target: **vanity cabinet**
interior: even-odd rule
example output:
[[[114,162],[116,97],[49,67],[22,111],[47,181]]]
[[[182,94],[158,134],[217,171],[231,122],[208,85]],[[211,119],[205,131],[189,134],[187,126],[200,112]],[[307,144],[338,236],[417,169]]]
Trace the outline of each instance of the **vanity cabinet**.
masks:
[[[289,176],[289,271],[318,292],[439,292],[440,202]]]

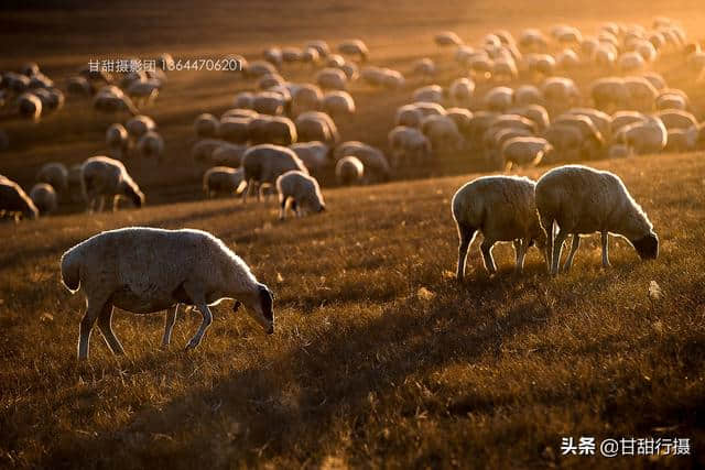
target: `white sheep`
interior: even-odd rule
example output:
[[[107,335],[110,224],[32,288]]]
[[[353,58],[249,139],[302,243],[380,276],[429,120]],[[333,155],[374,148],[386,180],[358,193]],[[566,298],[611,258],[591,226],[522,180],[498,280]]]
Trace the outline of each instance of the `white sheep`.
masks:
[[[40,214],[52,214],[58,207],[56,192],[46,183],[37,183],[30,190],[30,199],[39,209]]]
[[[178,304],[198,308],[203,321],[186,345],[196,348],[213,323],[208,308],[223,299],[242,303],[252,319],[274,332],[272,293],[257,282],[247,264],[225,243],[200,230],[131,227],[99,233],[61,259],[62,282],[83,289],[86,313],[80,321],[78,359],[88,358],[90,331],[98,328],[115,354],[123,354],[110,326],[113,307],[134,314],[171,309],[162,346],[171,340]]]
[[[321,187],[313,176],[293,170],[276,178],[276,192],[279,193],[279,219],[284,220],[286,208],[296,214],[296,217],[312,212],[326,210]]]
[[[88,210],[100,212],[105,198],[112,198],[112,210],[118,209],[118,201],[124,197],[134,207],[142,207],[144,195],[124,165],[107,156],[91,156],[82,165],[82,182]],[[97,205],[97,207],[96,207]]]
[[[63,163],[46,163],[36,173],[36,182],[46,183],[55,190],[65,193],[68,190],[68,170]]]
[[[39,214],[36,206],[22,187],[0,175],[0,216],[13,216],[17,222],[21,217],[36,219]]]
[[[210,198],[218,194],[235,195],[242,183],[242,171],[229,166],[214,166],[203,175],[203,192]]]
[[[536,182],[536,208],[546,232],[546,261],[556,275],[561,251],[568,234],[571,252],[563,266],[568,271],[581,234],[600,232],[603,266],[609,266],[608,234],[626,238],[643,260],[659,254],[659,238],[646,212],[632,199],[619,176],[581,165],[553,168]],[[554,233],[554,223],[558,231]]]
[[[124,125],[116,122],[106,130],[106,145],[111,156],[121,160],[127,156],[130,149],[130,136]]]
[[[242,182],[238,193],[242,193],[242,203],[247,203],[250,190],[259,188],[257,199],[262,197],[264,185],[274,185],[276,178],[291,170],[308,173],[304,163],[294,151],[285,146],[260,144],[249,147],[242,155]],[[247,190],[243,190],[247,183]]]
[[[339,185],[362,183],[365,165],[357,156],[344,156],[335,165],[335,177]]]
[[[161,162],[164,153],[164,139],[159,133],[149,131],[137,142],[137,150],[145,159],[156,157],[156,161]]]
[[[534,242],[543,249],[545,234],[536,215],[534,187],[535,183],[527,177],[484,176],[455,193],[451,208],[459,239],[458,281],[465,276],[467,251],[477,231],[484,236],[480,252],[490,275],[497,272],[492,258],[496,242],[513,242],[517,272],[523,270],[527,251]]]
[[[323,110],[332,118],[355,114],[355,100],[347,91],[327,91],[323,97]]]

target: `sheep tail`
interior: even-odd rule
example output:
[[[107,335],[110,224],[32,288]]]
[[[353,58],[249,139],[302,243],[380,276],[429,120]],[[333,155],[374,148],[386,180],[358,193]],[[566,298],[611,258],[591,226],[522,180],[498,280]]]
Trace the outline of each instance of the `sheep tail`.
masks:
[[[80,287],[80,255],[76,248],[62,256],[62,282],[72,294]]]

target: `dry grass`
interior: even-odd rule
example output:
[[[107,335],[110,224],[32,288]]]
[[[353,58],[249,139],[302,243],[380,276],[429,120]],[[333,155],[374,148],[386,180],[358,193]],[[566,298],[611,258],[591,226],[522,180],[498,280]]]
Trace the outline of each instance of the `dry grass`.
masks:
──────
Aim »
Rewrite the records starting at the very first line and ending at the line containing "[[[289,176],[289,271],[318,292],[439,292],[440,202]]]", both included, and reproduce nothing beyond them. Keep every line unchanged except the coordinates in the answer outlines, which you should each shift by -117.

Response »
target: **vanity cabinet**
interior: even-odd rule
example output:
[[[114,162],[116,97],[49,67],[22,111],[47,181]]]
[[[182,94],[158,134],[217,171],[231,122],[208,85]],[[211,119],[205,131],[189,134],[187,126],[200,112]],[[307,144],[338,236],[417,169]]]
Trace the outline of each instance of the **vanity cabinet**.
masks:
[[[172,59],[172,154],[201,175],[322,175],[323,85]]]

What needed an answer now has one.